» **Document segment**
━━━━━━━━━━━━━━━━

This is incredibly helpful, thanks for taking the time to write it. I don't
think there is anything like this level of description of how expr works in
the docs, but I may have missed it.

You also correctly anticipated that the missing-time-series scenario was an
issue for me in this work, so thanks for that too.

cam

On Fri, 13 Dec 2024 at 12:00, 'Brian Candler' via Prometheus Users <
prometheus-users@googlegroups.com> wrote:

> > I do not really understand how expr works in prom rules - is it
> something that simply evaluates to either 1 or 'true' as a go bool type?
>
> No. It's not boolean logic at all.
>
> PromQL works with *vectors*: a vector contains zero or more values, each
> with a distinct set of labels. An alert fires whenever the vector is
> non-empty, regardless of the value. That is, a value of 0 triggers an alert
> just as much as a value of 1000. It's the presence or absence of a value
> which controls alerting.

━━━━━━━━━━━━━━━━

» **Brief 1**
Print the part of the PromQL alerting thread starting at "You also correctly" and ending at "go bool type?".
» **Brief 2**
List every distinct number that appears in the lines of the PromQL alerting thread quoted from Brian Candler's message.
» **Brief 3**
Go on with the PromQL alerting thread from the point where it stops.
The listing after this thread can be left aside.

» **Data supplied**
━━━━━━━━━━━━━━━━

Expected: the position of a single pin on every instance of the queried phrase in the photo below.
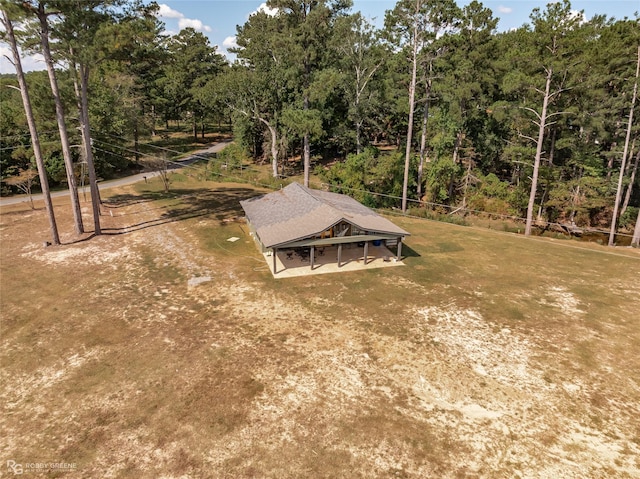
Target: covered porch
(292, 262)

━━━━━━━━━━━━━━━━

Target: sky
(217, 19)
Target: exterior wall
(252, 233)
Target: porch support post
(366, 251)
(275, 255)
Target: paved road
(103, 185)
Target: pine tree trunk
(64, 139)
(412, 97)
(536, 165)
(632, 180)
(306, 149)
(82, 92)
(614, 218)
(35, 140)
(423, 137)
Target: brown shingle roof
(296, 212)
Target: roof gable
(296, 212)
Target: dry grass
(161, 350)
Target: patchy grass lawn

━━━━━━━━━━━━━━━━

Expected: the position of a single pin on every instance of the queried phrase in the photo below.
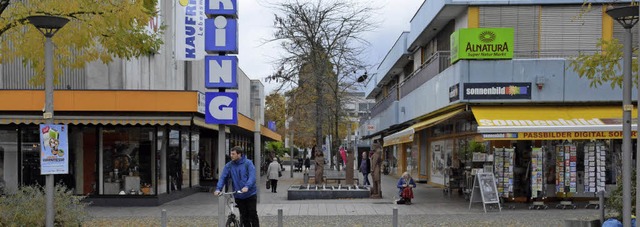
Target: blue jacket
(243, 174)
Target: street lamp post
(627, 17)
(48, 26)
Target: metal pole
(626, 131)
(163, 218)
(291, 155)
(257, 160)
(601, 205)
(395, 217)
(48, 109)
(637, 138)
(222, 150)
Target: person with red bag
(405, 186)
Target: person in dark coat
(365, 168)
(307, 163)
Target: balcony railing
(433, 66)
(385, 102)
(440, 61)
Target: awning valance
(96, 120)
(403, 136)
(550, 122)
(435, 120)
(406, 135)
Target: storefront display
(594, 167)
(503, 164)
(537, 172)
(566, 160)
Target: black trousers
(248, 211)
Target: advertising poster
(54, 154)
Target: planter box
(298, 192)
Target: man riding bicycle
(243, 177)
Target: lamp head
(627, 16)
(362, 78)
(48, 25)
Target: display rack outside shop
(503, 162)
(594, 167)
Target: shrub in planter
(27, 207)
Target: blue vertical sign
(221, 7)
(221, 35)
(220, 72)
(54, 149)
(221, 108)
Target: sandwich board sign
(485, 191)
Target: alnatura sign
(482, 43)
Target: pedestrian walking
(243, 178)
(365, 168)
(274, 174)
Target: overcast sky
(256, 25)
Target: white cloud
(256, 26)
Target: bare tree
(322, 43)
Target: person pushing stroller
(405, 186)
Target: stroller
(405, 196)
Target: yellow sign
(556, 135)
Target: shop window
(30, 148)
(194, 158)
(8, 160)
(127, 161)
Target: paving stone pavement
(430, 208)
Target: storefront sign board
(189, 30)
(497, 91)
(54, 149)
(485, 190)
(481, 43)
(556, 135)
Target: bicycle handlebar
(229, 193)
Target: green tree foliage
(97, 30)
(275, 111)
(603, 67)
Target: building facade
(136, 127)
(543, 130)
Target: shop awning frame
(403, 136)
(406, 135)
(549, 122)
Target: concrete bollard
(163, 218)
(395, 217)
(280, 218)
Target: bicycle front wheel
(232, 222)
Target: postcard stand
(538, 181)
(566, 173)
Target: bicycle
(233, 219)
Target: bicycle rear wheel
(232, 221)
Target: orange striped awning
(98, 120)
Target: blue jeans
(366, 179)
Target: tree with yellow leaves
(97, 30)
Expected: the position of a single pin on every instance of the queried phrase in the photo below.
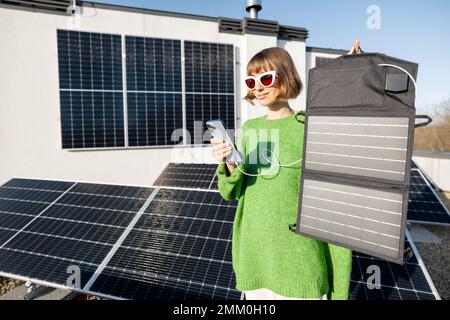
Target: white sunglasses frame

━━━━━━━━━━━━━━━━

» **Task output 1**
You also correctly anticipated that the missing-time-series scenario was an
issue for me in this work, so thanks for that too.

cam

On Fri, 13 Dec 2024 at 12:00, 'Brian Candler' via Prometheus Users <
prometheus-users@googlegroups.com> wrote:

> > I do not really understand how expr works in prom rules - is it
> something that simply evaluates to either 1 or 'true' as a go bool type?

» **Task output 2**
1, 0, 1000

» **Task output 3**
>
> Take, for example, the promql query "foo". It might return the following,
> all current values of metric foo:
>
> foo{instance="aaa"} 7
> foo{instance="bbb"} 3
> foo{instance="ccc"} 1
>
> That's a vector with three values.
>
> Now take the promql query "foo > 2". It returns a vector with 2 values:
>
> foo{instance="aaa"} 7
> foo{instance="bbb"} 3
>
> If you use "foo > 2" as an alerting expression, then you'll have two
> alerts firing.  If the value of foo{instance="bbb"} drops to 2 or less,
> then the alerting expression returns an instant vector with only one value,
> so the bbb alert resolves, but the aaa alert continues.
>
> This is the reason why "resolved" messages show the most recent value
> which triggered the alert, not the current (non-alerting) value. The
> current value is below the threshold, so is filtered out entirely from the
> PromQL results.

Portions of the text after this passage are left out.